» **AVAILABLE DATA**
---*---

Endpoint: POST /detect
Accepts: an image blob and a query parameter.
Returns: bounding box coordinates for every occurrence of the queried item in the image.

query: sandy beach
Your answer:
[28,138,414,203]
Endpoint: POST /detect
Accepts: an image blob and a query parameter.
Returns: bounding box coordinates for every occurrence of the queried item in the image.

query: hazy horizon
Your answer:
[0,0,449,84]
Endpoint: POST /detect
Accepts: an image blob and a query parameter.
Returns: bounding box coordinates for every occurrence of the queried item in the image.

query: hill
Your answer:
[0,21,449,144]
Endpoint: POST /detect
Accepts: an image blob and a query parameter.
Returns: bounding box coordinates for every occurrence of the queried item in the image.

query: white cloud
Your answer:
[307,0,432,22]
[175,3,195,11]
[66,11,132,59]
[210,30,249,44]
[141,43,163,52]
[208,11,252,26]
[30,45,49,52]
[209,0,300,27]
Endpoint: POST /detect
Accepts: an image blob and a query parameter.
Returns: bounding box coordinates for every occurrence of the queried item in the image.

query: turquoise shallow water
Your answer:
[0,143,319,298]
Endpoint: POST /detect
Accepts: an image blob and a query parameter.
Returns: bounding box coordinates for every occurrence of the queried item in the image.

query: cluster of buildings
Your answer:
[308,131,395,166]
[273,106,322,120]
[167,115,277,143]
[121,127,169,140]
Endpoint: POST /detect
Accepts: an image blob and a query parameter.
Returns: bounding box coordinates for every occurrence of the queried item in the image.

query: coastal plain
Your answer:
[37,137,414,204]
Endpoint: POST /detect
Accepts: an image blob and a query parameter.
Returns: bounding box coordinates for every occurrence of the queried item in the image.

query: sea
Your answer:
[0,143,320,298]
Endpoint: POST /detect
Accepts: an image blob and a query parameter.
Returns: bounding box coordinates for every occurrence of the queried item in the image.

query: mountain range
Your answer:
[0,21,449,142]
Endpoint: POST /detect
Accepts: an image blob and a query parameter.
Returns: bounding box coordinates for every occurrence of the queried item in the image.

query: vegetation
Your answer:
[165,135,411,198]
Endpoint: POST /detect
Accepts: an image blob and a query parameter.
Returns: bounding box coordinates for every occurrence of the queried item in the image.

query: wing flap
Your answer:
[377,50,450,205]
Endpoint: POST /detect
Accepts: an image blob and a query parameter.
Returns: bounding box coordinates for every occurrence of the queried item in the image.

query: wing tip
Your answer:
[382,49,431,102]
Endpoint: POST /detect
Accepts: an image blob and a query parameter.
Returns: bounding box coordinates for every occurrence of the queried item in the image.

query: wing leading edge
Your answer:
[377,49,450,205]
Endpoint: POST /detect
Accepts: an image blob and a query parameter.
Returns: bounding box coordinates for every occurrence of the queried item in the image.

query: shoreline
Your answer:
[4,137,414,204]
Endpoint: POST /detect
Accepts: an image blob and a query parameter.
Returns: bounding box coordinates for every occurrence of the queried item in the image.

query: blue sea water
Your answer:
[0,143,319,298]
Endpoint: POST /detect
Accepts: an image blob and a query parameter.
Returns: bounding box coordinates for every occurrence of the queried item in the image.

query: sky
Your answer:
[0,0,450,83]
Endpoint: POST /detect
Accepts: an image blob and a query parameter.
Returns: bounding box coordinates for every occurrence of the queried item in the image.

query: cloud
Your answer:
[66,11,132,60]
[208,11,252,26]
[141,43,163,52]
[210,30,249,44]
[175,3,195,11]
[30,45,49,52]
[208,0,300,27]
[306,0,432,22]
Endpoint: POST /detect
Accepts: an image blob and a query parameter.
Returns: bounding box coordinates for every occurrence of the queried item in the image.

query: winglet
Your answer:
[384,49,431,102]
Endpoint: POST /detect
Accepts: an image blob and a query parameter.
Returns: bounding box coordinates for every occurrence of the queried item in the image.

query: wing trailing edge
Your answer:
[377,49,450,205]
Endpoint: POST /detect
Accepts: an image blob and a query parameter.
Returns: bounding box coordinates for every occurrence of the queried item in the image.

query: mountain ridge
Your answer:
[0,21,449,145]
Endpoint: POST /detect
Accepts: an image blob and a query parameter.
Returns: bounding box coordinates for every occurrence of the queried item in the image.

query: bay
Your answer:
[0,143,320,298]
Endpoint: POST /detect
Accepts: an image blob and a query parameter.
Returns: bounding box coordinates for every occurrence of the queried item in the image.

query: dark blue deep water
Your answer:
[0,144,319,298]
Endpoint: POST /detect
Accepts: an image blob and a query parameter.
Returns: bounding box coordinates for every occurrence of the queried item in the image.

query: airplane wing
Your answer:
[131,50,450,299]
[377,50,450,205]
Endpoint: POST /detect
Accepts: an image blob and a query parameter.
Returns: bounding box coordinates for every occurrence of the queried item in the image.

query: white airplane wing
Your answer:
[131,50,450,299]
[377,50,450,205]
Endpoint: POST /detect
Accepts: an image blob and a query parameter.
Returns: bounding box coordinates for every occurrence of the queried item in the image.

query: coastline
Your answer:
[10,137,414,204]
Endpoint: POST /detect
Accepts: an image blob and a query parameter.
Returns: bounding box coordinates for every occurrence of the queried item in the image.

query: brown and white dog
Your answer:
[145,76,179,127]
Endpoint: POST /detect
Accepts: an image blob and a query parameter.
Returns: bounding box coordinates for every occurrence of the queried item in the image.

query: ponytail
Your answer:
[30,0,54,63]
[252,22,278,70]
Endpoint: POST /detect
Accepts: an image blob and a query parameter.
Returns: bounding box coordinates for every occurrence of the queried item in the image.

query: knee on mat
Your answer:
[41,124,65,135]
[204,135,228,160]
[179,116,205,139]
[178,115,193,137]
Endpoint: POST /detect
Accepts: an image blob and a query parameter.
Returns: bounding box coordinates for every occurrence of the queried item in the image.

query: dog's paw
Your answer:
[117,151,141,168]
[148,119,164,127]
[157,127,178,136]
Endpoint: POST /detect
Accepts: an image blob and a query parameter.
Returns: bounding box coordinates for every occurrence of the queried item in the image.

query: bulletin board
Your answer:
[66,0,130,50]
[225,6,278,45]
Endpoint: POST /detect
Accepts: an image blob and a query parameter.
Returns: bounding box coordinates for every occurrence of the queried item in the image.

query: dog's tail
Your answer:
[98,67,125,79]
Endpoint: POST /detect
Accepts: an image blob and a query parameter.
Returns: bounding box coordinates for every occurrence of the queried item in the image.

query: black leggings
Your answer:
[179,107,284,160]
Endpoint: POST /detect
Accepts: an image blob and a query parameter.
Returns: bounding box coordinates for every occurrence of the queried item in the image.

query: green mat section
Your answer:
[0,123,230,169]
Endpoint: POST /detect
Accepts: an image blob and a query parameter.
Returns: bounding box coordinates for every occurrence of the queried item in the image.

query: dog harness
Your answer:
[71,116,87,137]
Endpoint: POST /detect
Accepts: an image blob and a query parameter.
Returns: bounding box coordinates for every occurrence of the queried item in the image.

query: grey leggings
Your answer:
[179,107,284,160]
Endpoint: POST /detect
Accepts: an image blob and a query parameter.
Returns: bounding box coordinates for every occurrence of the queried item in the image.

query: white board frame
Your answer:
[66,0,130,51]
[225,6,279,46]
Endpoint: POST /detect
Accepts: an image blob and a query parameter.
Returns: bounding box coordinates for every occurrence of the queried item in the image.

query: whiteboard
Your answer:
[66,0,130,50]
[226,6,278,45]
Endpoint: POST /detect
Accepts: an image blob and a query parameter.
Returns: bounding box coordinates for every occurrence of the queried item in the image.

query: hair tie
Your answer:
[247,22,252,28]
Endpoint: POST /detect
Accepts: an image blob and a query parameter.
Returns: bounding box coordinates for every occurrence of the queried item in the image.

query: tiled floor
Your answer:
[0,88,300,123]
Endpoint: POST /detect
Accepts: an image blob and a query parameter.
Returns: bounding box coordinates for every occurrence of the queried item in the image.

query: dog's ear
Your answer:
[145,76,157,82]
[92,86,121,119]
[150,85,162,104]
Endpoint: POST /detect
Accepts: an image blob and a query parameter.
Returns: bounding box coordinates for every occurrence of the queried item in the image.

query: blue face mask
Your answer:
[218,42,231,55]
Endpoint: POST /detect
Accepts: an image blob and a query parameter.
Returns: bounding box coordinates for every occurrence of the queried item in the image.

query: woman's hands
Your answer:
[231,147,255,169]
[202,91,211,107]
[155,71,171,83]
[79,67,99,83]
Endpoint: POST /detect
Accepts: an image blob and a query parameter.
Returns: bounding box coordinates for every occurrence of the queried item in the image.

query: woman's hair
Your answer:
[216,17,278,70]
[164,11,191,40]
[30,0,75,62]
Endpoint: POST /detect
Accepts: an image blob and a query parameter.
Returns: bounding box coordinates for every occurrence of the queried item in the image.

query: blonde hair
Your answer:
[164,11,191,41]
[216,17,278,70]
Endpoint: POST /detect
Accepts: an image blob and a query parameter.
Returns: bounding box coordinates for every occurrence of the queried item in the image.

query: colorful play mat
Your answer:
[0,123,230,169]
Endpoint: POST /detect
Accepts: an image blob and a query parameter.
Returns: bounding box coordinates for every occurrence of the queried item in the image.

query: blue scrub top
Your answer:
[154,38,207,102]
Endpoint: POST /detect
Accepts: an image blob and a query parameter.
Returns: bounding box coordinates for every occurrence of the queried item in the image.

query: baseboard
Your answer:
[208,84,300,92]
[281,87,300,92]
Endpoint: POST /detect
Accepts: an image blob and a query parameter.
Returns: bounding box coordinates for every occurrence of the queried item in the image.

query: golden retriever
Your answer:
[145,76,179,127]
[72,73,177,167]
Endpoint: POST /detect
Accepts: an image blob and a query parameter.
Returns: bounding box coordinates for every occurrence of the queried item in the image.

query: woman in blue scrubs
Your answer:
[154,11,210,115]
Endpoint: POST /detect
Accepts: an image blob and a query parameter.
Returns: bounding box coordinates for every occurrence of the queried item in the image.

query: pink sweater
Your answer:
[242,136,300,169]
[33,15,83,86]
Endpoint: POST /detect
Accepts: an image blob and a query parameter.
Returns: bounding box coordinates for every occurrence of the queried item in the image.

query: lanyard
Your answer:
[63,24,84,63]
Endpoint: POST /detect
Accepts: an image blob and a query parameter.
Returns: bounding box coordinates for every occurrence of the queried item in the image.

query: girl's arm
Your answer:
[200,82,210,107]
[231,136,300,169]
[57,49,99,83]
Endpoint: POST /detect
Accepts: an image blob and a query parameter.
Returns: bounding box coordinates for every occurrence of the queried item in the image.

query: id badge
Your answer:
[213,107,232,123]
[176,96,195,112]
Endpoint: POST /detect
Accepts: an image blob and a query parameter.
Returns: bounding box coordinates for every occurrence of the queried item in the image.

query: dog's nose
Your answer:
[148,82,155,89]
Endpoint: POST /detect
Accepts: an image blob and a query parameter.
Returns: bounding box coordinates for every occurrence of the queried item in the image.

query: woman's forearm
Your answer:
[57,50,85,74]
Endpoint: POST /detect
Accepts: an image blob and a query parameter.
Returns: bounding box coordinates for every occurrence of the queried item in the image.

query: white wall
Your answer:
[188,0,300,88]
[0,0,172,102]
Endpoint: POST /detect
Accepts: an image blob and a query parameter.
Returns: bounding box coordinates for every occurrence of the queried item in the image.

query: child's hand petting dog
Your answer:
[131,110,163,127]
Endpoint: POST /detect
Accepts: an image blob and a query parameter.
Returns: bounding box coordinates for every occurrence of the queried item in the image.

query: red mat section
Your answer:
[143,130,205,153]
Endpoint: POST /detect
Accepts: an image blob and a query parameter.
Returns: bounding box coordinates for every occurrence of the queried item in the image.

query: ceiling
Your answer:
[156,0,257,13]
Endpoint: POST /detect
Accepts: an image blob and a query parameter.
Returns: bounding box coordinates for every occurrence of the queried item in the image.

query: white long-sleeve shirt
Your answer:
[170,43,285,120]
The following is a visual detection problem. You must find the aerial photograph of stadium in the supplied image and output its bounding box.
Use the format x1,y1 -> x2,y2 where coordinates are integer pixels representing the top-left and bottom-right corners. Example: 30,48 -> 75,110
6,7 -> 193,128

---*---

» **DO THIS**
Pull out the span of the material that runs from its first line through the line containing "[0,0,449,84]", both ends included, and reproduce those lines verbatim.

» **FINAL ANSWER**
Endpoint: POST /detect
Accepts: an image blob and a query parameter.
Returns: bounding box coordinates for every occurrence of the queried item in the image.

query: sandy beach
Your answer:
[28,138,414,203]
Endpoint: POST /detect
Accepts: an image blob and a query parameter.
Returns: bounding box coordinates for every occurrence of the queried item in the image.

query: hazy horizon
Your answer:
[0,0,449,84]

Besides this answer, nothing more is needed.